What the exercise asks
Output each of the following lines verbatim, preserving every character, tab, and line break.

Source data
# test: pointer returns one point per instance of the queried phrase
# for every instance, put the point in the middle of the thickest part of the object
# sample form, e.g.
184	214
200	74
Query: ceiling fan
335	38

Answer below
# test: pointer returns one point per instance of the queried phrase
# for every instance, put the point in the middle of the thickest part of the object
# sample form, e.g.
184	214
200	74
Query: ceiling fan
335	38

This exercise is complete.